| Exercise task |
Extract the complete listing and output it unchanged.
-------- Provided data
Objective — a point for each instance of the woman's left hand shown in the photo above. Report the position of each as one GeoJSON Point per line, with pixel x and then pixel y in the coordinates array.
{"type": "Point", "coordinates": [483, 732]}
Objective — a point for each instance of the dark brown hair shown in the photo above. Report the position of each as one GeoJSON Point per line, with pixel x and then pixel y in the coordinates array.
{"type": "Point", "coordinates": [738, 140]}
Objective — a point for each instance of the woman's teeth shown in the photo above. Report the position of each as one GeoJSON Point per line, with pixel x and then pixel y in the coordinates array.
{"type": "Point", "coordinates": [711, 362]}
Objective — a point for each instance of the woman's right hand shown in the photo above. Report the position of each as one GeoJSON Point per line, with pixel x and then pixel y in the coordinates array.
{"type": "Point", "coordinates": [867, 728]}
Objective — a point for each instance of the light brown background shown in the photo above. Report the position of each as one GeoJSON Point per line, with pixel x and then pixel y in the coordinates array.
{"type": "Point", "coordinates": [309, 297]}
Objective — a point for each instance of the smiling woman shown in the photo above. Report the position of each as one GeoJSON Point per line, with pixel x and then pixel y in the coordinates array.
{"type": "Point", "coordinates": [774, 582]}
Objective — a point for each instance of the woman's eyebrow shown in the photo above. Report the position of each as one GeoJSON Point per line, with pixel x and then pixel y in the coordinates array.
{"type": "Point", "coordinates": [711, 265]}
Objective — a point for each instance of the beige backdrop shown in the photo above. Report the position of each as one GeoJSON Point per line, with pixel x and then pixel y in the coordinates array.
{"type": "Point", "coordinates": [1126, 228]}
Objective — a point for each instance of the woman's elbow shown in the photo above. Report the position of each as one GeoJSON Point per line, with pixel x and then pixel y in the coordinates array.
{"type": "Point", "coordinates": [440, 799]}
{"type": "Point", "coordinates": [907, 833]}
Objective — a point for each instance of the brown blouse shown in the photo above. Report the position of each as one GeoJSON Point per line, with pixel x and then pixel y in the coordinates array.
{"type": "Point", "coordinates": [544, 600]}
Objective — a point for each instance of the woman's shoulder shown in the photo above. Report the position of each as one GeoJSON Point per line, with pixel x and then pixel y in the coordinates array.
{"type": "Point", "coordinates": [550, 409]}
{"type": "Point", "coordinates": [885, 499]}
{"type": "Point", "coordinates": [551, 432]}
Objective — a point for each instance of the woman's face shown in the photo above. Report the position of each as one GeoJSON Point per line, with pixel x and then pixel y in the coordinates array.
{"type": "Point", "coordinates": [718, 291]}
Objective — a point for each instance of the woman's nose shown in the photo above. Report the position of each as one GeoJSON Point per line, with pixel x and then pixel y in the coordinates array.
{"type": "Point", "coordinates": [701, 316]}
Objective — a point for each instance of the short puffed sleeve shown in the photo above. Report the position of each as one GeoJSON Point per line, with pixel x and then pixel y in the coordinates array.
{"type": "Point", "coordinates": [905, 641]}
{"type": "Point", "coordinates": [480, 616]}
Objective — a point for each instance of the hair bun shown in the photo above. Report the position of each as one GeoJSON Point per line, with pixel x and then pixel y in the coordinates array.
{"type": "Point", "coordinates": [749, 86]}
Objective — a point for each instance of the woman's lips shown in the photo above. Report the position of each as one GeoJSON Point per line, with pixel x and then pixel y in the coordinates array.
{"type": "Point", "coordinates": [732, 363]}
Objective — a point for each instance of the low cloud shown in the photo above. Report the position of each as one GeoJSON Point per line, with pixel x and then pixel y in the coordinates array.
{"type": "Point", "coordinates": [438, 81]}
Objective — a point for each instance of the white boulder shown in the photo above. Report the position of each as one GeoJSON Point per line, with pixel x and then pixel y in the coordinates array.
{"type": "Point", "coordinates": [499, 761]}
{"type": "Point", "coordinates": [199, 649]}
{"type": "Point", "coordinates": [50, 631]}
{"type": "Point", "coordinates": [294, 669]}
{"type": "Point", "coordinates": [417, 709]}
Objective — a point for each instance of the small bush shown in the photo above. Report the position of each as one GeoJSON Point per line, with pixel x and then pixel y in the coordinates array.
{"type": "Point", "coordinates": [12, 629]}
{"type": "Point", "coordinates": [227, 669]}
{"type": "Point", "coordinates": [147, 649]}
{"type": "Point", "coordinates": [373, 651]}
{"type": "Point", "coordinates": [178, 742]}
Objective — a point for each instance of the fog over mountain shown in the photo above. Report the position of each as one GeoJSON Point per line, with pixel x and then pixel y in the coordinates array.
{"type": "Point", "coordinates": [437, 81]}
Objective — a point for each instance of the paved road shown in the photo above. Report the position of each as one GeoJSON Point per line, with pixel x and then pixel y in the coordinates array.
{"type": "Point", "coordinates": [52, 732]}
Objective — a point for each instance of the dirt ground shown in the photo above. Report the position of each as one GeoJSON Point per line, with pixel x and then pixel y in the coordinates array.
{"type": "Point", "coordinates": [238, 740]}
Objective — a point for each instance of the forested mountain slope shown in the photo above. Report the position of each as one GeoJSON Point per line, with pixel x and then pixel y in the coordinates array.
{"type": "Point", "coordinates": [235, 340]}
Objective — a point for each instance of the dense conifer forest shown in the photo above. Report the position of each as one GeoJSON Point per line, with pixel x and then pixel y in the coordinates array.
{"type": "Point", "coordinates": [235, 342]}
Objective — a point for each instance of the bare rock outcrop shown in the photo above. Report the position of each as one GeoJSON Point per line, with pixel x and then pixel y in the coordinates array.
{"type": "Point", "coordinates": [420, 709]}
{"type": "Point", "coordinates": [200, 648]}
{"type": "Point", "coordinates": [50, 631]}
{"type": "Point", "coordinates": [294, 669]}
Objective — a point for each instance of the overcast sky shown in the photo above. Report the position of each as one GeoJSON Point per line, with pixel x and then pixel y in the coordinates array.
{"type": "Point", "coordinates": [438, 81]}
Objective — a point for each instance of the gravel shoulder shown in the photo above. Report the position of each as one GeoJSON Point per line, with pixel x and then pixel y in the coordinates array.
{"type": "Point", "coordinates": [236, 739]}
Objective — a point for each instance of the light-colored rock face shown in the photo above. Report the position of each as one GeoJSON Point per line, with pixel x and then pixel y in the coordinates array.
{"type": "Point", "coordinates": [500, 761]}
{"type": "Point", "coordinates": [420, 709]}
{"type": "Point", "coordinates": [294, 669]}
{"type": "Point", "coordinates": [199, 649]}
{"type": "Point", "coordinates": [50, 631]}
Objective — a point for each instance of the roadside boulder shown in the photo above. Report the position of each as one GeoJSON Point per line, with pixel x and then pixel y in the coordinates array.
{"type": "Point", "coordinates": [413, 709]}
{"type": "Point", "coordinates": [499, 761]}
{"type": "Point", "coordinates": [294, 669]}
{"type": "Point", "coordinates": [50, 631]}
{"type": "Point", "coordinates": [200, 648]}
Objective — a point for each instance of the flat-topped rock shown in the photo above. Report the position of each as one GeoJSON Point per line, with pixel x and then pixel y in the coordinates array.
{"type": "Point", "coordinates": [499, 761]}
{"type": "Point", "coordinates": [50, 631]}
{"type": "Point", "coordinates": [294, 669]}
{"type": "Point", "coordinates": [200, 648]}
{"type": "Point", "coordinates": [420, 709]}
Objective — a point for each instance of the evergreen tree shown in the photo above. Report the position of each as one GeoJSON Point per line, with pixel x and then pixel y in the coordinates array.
----------------
| Answer |
Objective — a point for each instance of the woman's left hand shown in the photo above. Report the position of each as one GeoJSON Point per line, with pixel x and then pixel y in the coordinates array.
{"type": "Point", "coordinates": [483, 732]}
Objective — a point for each instance of the dark brown hair shown in the photo above. Report the position of each as one GeoJSON Point per line, with pixel x and then pixel y in the coordinates array.
{"type": "Point", "coordinates": [738, 140]}
Objective — a point for each instance of the woman's teeth shown in the photo above. Report the position of each as one GeoJSON Point per line, with pixel x and then pixel y in the coordinates array.
{"type": "Point", "coordinates": [711, 362]}
Objective — a point for each instance of the woman's right hand shown in the photo above. Report the position of each as one GeoJSON Point per line, with pixel x and then pixel y in the coordinates array.
{"type": "Point", "coordinates": [867, 728]}
Objective — a point for each instance of the light brown background shown in the photo above. Report the position of each as one GeoJSON Point per line, with pixel x and then pixel y in the coordinates array.
{"type": "Point", "coordinates": [309, 297]}
Objective — a point for each instance of the smiling woman shown in the photo above. Report the position of each as one GeoJSON Point per line, with pixel x and then pixel y in the coordinates array.
{"type": "Point", "coordinates": [774, 582]}
Objective — a point for each instance of the woman's eyebrow shown in the photo above. Report the position of each as one GeoJSON Point per line, with pixel x and then pixel y in the coordinates array.
{"type": "Point", "coordinates": [711, 265]}
Objective — a point for each instance of the beige backdrop shown in the photo above. Report the position of each as one GeoJSON Point per line, with pixel x and then pixel y in the coordinates array.
{"type": "Point", "coordinates": [1126, 228]}
Objective — a point for each instance of the woman's elbow shown in the photo above. Report the position of each as one GeoJSON Point per line, with pixel x and then pixel y in the coordinates array.
{"type": "Point", "coordinates": [440, 799]}
{"type": "Point", "coordinates": [907, 833]}
Objective — a point for each instance of the brown blouse shown in the photo above. Report the position of each as one GeoJSON Point per line, with pixel x and then pixel y in the coordinates array.
{"type": "Point", "coordinates": [544, 600]}
Objective — a point for each instance of the woman's shoulder shown in the photo above. Report the position of each as one GeoJSON Point per line, with pixel x and then pixel y in the coordinates array.
{"type": "Point", "coordinates": [550, 409]}
{"type": "Point", "coordinates": [885, 499]}
{"type": "Point", "coordinates": [551, 432]}
Objective — a point for each instance of the woman's face shown in the photo above. Report the position of each as one GeoJSON Point per line, with pixel x and then pixel y in the coordinates array.
{"type": "Point", "coordinates": [718, 291]}
Objective — a point for each instance of the woman's nose shown in the photo above. Report the position of each as one GeoJSON Point per line, with pixel x and then pixel y in the coordinates array.
{"type": "Point", "coordinates": [701, 316]}
Objective — a point for each instance of the short puffed sleeve shown in the photo above. Report the position of each as one GeoJSON Point per line, with pixel x and then pixel y in the coordinates array.
{"type": "Point", "coordinates": [905, 641]}
{"type": "Point", "coordinates": [480, 616]}
Objective — a point for each instance of the hair bun shown in the photo above. Report the position of each as one GeoJSON Point per line, with pixel x and then pixel y in the coordinates array.
{"type": "Point", "coordinates": [749, 86]}
Objective — a point for each instance of the woman's lips shown in the photo above. Report the position of each as one GeoJSON Point per line, with pixel x and then pixel y in the coordinates array.
{"type": "Point", "coordinates": [732, 363]}
Objective — a point for each instance of the low cloud shown in the photo above. Report the position of each as one GeoJSON Point per line, with pixel x and then pixel y in the coordinates array.
{"type": "Point", "coordinates": [438, 81]}
Objective — a point for each instance of the white boulder shown in the photo above. Report the position of each as one GeoJSON Point per line, with pixel x and then pixel y in the coordinates array.
{"type": "Point", "coordinates": [499, 761]}
{"type": "Point", "coordinates": [199, 649]}
{"type": "Point", "coordinates": [50, 631]}
{"type": "Point", "coordinates": [294, 669]}
{"type": "Point", "coordinates": [417, 709]}
Objective — a point for each instance of the small bush shown in the photo above. Report the position of each as one GeoJSON Point per line, with pixel x and then pixel y in the coordinates array.
{"type": "Point", "coordinates": [12, 629]}
{"type": "Point", "coordinates": [227, 669]}
{"type": "Point", "coordinates": [147, 649]}
{"type": "Point", "coordinates": [373, 651]}
{"type": "Point", "coordinates": [178, 742]}
Objective — a point for each instance of the fog over mountain shown in the photo above. Report the position of each as one GeoJSON Point per line, with pixel x and then pixel y in the coordinates array.
{"type": "Point", "coordinates": [437, 81]}
Objective — a point for each instance of the paved road shown in the photo above. Report the position of each as one GeoJSON Point per line, with pixel x and then pixel y in the coordinates array.
{"type": "Point", "coordinates": [52, 732]}
Objective — a point for each instance of the dirt ground shown in the photo above. Report the position of each as one GeoJSON Point per line, with pixel x and then pixel y in the coordinates array.
{"type": "Point", "coordinates": [238, 740]}
Objective — a point for each instance of the forested mountain slope shown in the photo above. Report the position of each as one GeoJSON Point per line, with pixel x and then pixel y in the coordinates array.
{"type": "Point", "coordinates": [235, 340]}
Objective — a point for each instance of the dense conifer forest shown in the photo above. Report the position of each as one GeoJSON Point per line, with pixel x and then pixel y in the coordinates array.
{"type": "Point", "coordinates": [235, 342]}
Objective — a point for each instance of the bare rock outcrop shown in the photo above. Report the position of each as one GeoJSON Point per line, with pixel x and then pixel y in the coordinates array.
{"type": "Point", "coordinates": [420, 709]}
{"type": "Point", "coordinates": [200, 648]}
{"type": "Point", "coordinates": [50, 631]}
{"type": "Point", "coordinates": [294, 669]}
Objective — a point for each instance of the overcast sky shown in the photo above. Report the position of each as one GeoJSON Point per line, with pixel x and then pixel y in the coordinates array.
{"type": "Point", "coordinates": [438, 81]}
Objective — a point for each instance of the gravel shoulder shown in the photo above. Report the position of each as one GeoJSON Point per line, with pixel x and then pixel y in the coordinates array.
{"type": "Point", "coordinates": [236, 739]}
Objective — a point for each instance of the light-colored rock face shown in the photo above. Report the position of each as one GeoJSON Point per line, with pixel x and then pixel y in the coordinates array.
{"type": "Point", "coordinates": [500, 761]}
{"type": "Point", "coordinates": [420, 709]}
{"type": "Point", "coordinates": [294, 669]}
{"type": "Point", "coordinates": [199, 649]}
{"type": "Point", "coordinates": [50, 631]}
Objective — a point for each instance of the roadside boulder shown in the photo above. Report the position of each as one GeoJSON Point per line, with pixel x and then pixel y in the coordinates array.
{"type": "Point", "coordinates": [413, 709]}
{"type": "Point", "coordinates": [499, 761]}
{"type": "Point", "coordinates": [294, 669]}
{"type": "Point", "coordinates": [50, 631]}
{"type": "Point", "coordinates": [200, 648]}
Objective — a point for each instance of the flat-topped rock shown in the photo above. Report the position of each as one GeoJSON Point per line, with pixel x and then pixel y in the coordinates array.
{"type": "Point", "coordinates": [499, 761]}
{"type": "Point", "coordinates": [50, 631]}
{"type": "Point", "coordinates": [294, 669]}
{"type": "Point", "coordinates": [200, 648]}
{"type": "Point", "coordinates": [420, 709]}
Objective — a point for each instance of the evergreen tree shown in the photo above. Report the position of each as one GeoJSON Point per line, with pixel x and then pixel y in the coordinates array.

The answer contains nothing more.